Utah newlywed among 4 stabbed near Vegas Strip

97

LAS VEGAS (AP) — A newlywed was back home in Salt Lake City on Monday and facing more medical tests, her mother said Monday, after being stabbed in the back in what authorities called a random attack on four people on a sidewalk just off the Las Vegas Strip.

Laralynn Stock Caldwell, 20, was honeymooning with her husband, Jackson Caldwell, when she was stabbed in the lower back late Thursday as the couple walked on Harmon Avenue, Diane Stock told The Associated Press.

Laralynn Caldwell told police she thought a man punched her in the lower back, and she didn’t realize she was wounded until she reached back and felt blood.

Her husband told KTNV-TV in Las Vegas that he thought a man slapped his wife’s backside, but he also saw what he thought was a fake knife in the man’s hand.

The couple returned home to Utah on Friday, where Diane Stock said her daughter was in good spirits but faces ongoing tests to rule out the possibility of blood-borne disease.

“She works at Staples. She’s joking that now she has (surgical) staples in her back,” Diane Stock said. “She’s doing great.”

The accused attacker, Lee Anthony Sanford, 53, surrendered to Las Vegas police at a fast-food restaurant minutes after the 11 p.m. Thursday attack. Police say he had a nine-inch kitchen knife and was bleeding from a cut on his hand.

========================

Assigned task 1 -
According to the news report on the Las Vegas stabbing, where did the accused attacker surrender to police?
Assigned task 2 -
Repeat the part of the news report on the Las Vegas stabbing from "Utah newlywed among" to "The Associated Press.".
Assigned task 3 -
Decide whether each statement agrees with the news report on the Las Vegas stabbing, answering yes or no and quoting the words of the report that settle it.
(a) The couple returned home to Utah on Friday.
(b) Laralynn Caldwell was stabbed in the shoulder.
(c) Police say the accused attacker had a six-inch knife.

========================

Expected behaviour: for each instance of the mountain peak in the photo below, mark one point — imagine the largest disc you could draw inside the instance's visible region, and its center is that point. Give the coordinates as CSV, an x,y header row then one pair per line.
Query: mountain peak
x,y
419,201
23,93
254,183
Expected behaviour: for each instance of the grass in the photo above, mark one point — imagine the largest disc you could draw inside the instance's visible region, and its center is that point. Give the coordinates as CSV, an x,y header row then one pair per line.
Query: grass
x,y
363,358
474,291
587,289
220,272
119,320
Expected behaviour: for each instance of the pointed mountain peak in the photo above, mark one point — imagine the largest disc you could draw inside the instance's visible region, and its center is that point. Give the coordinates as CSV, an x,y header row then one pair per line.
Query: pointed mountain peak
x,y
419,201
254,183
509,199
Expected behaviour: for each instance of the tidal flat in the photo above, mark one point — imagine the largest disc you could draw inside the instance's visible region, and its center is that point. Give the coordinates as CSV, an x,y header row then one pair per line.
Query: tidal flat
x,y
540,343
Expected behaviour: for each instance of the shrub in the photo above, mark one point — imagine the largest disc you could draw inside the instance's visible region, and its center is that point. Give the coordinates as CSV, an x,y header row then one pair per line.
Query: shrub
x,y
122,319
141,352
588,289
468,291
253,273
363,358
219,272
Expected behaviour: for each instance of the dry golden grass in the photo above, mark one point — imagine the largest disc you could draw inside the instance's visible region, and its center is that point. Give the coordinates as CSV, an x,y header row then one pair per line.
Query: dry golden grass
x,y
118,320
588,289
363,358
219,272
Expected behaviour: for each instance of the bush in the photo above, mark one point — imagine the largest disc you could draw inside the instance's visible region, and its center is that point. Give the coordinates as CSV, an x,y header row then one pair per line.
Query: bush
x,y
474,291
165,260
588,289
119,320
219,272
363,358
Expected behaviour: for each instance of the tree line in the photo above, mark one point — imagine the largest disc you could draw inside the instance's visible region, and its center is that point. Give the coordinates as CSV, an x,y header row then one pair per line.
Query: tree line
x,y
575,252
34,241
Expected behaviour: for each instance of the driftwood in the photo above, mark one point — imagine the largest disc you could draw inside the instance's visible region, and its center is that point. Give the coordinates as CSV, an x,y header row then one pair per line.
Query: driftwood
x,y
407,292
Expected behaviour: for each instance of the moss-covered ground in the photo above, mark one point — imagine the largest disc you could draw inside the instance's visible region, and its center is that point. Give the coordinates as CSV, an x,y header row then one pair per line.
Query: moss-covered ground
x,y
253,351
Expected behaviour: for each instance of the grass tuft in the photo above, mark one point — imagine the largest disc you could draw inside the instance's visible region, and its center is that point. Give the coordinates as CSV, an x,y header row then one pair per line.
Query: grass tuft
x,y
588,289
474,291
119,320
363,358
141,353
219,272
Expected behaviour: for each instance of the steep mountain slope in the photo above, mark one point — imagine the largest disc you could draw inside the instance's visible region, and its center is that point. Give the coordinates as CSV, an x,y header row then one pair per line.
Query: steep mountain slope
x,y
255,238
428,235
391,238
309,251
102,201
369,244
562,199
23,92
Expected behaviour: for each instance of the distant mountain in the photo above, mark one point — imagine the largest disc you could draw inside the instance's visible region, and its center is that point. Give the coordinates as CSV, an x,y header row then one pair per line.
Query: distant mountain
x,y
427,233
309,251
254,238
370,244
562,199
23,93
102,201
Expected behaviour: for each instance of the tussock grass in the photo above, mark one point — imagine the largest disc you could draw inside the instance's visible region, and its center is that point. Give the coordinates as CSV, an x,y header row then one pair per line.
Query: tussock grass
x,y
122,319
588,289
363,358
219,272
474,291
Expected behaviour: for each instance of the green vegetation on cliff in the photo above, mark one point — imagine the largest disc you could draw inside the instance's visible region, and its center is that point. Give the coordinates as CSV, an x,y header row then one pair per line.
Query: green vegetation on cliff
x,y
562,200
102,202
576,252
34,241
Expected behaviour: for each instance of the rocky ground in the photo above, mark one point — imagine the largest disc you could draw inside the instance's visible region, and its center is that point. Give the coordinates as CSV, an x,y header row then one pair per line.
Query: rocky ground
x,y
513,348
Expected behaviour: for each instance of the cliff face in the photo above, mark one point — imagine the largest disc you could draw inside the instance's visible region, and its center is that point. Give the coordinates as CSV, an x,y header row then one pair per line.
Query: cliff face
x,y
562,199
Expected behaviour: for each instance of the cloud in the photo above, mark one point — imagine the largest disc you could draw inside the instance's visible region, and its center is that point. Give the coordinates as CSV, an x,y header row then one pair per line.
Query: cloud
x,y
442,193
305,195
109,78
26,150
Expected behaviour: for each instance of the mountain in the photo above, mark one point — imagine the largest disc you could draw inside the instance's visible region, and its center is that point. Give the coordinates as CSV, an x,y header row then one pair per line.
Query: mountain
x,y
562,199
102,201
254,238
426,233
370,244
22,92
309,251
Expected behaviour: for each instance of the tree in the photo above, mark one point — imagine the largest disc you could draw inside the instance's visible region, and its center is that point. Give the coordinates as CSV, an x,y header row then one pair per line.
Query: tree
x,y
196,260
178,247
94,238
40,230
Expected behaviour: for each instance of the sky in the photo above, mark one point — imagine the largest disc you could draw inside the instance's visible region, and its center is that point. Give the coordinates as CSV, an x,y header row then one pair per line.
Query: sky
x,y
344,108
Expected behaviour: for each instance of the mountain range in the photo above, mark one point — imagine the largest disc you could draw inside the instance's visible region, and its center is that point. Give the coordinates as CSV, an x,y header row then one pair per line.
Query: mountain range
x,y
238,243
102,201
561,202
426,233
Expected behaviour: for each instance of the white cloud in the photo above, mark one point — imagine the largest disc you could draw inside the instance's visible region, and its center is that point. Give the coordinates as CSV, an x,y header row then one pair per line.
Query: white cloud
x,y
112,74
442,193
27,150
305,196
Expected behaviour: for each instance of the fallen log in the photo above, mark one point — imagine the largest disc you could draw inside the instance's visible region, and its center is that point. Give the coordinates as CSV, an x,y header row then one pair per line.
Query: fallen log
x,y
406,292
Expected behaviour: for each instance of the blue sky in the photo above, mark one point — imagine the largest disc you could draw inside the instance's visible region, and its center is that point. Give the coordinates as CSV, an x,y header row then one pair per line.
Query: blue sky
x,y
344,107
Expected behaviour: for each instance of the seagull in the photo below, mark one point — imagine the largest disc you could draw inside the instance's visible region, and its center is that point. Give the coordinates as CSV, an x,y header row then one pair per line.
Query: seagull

========================

Your solution 1 -
At a fast-food restaurant.

Your solution 2 -
Utah newlywed among 4 stabbed near Vegas Strip

97

LAS VEGAS (AP) — A newlywed was back home in Salt Lake City on Monday and facing more medical tests, her mother said Monday, after being stabbed in the back in what authorities called a random attack on four people on a sidewalk just off the Las Vegas Strip.

Laralynn Stock Caldwell, 20, was honeymooning with her husband, Jackson Caldwell, when she was stabbed in the lower back late Thursday as the couple walked on Harmon Avenue, Diane Stock told The Associated Press.

Your solution 3 -
(a) Yes: "The couple returned home to Utah on Friday"
(b) No: "she was stabbed in the lower back"
(c) No: "he had a nine-inch kitchen knife"